• **Stated task**
Rewrite all of the material below, requests included, scaling every x,y coordinate in the answers by 2.15 and rounding each result to a whole number, with halves rounded up. Leave the numbers in the requests unchanged.

A run of records:
__________________________________________________
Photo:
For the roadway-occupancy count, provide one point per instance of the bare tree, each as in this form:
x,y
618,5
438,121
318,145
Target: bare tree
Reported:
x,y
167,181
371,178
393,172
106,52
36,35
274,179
__________________________________________________
• **Expected answer**
Photo:
For the roadway-occupancy count, provide one point per instance of the bare tree, each as in this form:
x,y
618,5
438,121
318,145
Target: bare tree
Reported:
x,y
359,389
798,383
845,370
228,112
77,75
589,385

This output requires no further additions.